GOAL:
Return, word for word, the rows below from the line containing "of the driveway" up to and including the line containing "pixel 108 419".

GIVEN DATA:
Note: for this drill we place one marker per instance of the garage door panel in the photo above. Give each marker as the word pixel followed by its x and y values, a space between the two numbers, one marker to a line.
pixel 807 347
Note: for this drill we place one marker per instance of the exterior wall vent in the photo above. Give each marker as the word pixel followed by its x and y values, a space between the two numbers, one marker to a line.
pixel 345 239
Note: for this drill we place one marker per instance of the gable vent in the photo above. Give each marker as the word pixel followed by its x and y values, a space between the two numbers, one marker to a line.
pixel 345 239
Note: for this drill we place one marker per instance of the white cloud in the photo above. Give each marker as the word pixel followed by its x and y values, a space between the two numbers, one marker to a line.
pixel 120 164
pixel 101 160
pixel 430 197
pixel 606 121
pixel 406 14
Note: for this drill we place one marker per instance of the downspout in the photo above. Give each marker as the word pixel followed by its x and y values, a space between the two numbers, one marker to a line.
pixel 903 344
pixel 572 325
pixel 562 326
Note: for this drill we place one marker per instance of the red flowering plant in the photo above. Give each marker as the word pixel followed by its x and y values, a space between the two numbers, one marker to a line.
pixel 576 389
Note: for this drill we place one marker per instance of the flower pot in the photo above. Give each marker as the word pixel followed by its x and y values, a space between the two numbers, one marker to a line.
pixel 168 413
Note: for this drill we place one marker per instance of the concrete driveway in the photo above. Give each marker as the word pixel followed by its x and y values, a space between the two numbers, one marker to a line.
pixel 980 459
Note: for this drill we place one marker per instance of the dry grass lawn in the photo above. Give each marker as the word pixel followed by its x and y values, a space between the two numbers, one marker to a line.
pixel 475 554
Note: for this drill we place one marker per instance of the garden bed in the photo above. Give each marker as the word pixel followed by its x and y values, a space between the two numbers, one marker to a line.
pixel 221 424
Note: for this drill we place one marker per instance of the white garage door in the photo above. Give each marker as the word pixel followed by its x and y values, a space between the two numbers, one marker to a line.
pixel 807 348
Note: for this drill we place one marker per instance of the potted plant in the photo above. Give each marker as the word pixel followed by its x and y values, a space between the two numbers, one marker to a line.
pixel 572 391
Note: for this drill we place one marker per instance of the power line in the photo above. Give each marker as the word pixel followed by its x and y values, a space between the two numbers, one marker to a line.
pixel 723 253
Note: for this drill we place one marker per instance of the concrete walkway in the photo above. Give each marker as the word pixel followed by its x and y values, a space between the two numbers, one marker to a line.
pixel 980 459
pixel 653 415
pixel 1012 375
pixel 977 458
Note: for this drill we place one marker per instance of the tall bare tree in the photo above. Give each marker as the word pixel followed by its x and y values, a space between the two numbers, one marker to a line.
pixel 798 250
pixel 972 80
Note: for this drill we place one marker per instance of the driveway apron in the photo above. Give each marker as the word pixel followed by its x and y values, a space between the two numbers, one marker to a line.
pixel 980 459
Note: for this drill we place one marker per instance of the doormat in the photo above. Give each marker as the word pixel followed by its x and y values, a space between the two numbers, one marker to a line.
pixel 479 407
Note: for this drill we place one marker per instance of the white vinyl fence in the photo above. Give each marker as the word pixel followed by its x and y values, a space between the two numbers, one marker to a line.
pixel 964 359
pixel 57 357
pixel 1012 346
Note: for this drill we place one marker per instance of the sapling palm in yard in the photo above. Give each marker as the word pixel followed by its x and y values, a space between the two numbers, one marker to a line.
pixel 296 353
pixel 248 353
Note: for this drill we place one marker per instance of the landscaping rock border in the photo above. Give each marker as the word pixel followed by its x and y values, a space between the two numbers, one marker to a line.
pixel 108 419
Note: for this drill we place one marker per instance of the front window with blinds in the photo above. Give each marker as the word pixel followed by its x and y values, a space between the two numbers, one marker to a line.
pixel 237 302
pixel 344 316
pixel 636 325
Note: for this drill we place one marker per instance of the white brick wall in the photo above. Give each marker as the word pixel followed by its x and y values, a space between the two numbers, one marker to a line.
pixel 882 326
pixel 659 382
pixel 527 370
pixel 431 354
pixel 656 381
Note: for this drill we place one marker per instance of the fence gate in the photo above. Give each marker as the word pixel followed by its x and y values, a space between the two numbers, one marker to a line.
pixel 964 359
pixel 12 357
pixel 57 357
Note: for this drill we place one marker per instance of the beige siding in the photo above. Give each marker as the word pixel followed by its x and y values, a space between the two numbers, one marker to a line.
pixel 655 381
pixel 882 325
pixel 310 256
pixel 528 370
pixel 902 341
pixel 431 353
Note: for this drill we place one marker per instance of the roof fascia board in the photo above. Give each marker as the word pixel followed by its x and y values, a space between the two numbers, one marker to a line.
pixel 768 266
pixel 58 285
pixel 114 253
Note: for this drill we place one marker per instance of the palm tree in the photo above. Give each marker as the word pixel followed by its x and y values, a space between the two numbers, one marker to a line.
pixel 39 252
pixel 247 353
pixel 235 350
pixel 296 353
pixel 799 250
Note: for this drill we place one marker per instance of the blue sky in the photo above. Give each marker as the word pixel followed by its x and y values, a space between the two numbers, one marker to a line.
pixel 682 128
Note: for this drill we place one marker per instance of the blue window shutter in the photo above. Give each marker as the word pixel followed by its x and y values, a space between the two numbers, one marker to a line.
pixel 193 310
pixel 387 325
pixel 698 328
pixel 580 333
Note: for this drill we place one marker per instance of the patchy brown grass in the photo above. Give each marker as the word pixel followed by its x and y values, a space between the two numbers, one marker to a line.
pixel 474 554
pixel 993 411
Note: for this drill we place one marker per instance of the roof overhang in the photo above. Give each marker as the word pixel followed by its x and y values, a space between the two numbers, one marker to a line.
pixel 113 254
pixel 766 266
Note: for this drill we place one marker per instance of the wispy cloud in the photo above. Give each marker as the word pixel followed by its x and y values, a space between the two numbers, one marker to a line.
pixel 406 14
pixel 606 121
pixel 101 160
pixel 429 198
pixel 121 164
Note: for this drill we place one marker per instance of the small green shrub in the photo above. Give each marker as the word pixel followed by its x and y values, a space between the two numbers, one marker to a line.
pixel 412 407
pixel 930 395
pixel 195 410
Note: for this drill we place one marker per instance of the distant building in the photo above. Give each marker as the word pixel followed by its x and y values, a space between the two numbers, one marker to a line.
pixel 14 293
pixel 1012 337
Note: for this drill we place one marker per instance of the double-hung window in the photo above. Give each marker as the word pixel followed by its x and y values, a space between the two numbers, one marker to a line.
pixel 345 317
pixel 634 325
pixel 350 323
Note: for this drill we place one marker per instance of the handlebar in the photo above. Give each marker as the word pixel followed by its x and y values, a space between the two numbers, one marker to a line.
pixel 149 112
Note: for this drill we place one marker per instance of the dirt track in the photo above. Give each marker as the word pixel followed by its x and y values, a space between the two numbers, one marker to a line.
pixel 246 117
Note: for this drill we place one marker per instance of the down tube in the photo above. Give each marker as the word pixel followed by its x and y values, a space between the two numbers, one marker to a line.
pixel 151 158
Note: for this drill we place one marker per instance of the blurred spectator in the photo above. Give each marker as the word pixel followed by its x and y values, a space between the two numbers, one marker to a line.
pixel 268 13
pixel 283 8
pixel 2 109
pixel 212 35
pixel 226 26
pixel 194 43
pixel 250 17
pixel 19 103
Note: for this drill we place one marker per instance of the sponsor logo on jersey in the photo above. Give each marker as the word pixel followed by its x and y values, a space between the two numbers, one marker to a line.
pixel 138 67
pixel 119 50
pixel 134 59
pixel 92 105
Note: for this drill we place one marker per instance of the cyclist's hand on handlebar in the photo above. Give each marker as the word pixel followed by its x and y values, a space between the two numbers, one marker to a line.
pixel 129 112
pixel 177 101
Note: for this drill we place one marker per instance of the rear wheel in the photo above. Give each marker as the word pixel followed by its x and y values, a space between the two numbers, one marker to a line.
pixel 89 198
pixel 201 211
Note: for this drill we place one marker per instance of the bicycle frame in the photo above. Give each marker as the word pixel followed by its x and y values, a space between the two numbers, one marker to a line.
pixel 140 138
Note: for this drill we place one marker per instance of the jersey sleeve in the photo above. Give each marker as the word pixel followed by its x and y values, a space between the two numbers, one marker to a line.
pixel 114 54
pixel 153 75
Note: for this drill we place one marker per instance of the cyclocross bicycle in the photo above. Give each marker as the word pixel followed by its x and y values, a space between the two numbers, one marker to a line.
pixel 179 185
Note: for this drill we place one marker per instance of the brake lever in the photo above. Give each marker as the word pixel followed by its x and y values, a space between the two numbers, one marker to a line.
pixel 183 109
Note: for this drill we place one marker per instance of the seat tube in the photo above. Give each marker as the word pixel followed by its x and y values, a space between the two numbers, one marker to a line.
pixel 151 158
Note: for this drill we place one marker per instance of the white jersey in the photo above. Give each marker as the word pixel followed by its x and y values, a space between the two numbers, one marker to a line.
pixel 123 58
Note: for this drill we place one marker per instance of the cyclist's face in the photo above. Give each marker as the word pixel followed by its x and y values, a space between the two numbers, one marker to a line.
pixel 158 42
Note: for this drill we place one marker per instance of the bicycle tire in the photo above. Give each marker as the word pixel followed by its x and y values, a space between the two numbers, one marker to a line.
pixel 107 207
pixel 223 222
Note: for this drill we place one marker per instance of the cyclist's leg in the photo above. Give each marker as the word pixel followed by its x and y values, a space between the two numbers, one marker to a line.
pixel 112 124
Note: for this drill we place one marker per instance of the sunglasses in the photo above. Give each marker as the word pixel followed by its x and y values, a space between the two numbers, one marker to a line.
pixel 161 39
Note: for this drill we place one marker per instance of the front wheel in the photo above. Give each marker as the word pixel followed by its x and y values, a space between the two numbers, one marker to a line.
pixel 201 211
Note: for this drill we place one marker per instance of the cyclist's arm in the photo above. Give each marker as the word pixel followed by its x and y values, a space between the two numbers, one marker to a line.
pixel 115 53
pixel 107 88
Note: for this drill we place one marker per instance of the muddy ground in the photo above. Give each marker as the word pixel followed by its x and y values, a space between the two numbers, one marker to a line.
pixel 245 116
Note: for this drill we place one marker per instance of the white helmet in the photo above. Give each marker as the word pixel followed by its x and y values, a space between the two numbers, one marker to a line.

RESPONSE:
Note: for this drill we place one marker per instance of the driveway apron in the photo above. Give each marker as the word pixel followed by its x and y values, a space between the two numbers, one marker to a line.
pixel 980 459
Note: for this drill we place one marker per instance of the doormat in the photo above. Give each marker as the word pixel followed by its x and y values, a space between the two numbers, one marker to a line.
pixel 479 407
Note: for this drill we place one marker per instance of the white vinyl fence in the photo above. Give each marker as the word pixel followed by its x and y values, a space between the two numbers, one marker to a line.
pixel 964 359
pixel 57 357
pixel 1012 346
Note: for this drill we place one marker per instance of the sapling palm in yard in the photo above. Give each marker as the word pixel followed by its x and y values, a space between the two numbers, one marker to a line.
pixel 296 353
pixel 248 353
Note: for this drill we place one marker per instance of the landscaping rock border in the photo above. Give each marker as the word pixel followed by its x and y values, a space between the two numbers, one marker to a line.
pixel 108 419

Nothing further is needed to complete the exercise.